Point localization data:
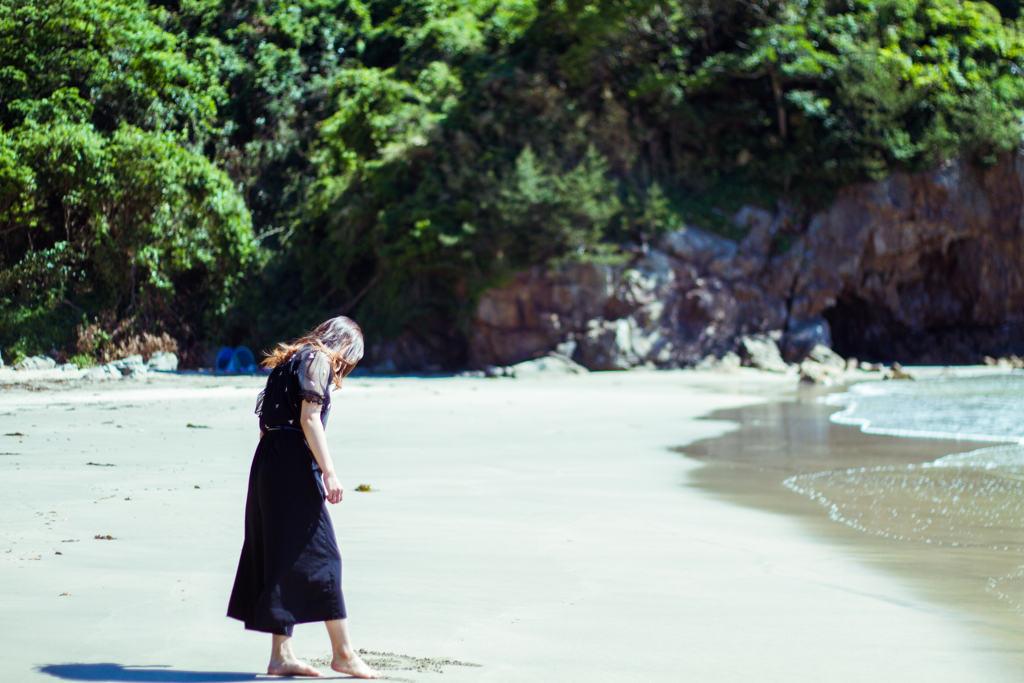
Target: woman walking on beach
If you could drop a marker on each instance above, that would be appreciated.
(290, 569)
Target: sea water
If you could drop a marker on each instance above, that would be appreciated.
(970, 500)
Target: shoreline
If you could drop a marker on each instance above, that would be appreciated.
(510, 523)
(957, 580)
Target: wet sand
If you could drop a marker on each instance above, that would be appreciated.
(542, 530)
(777, 440)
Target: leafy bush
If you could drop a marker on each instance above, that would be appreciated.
(233, 172)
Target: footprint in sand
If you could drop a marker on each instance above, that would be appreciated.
(388, 662)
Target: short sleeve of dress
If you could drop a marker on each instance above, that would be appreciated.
(314, 377)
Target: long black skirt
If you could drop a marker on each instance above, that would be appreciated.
(290, 569)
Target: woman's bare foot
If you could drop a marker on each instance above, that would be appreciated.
(292, 667)
(353, 666)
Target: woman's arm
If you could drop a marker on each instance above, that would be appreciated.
(313, 429)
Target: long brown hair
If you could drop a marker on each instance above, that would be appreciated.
(339, 337)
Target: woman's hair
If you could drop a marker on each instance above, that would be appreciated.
(339, 337)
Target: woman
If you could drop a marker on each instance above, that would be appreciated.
(290, 570)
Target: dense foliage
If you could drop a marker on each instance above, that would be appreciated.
(232, 170)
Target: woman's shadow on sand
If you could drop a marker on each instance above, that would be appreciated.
(115, 672)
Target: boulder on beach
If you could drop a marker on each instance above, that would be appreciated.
(762, 352)
(37, 363)
(554, 364)
(163, 361)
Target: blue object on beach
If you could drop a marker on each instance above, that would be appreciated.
(242, 361)
(224, 357)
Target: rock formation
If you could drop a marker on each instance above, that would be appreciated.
(918, 268)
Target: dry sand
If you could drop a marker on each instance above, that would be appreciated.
(540, 529)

• WHAT YOU NEED TO DO
Look above for every line with the word "woman" and copy it.

• ANSWER BOX
Target: woman walking on beach
Target: woman's bare foot
Target: woman's arm
Target: woman's hair
Target: woman
Target: woman's shadow on sand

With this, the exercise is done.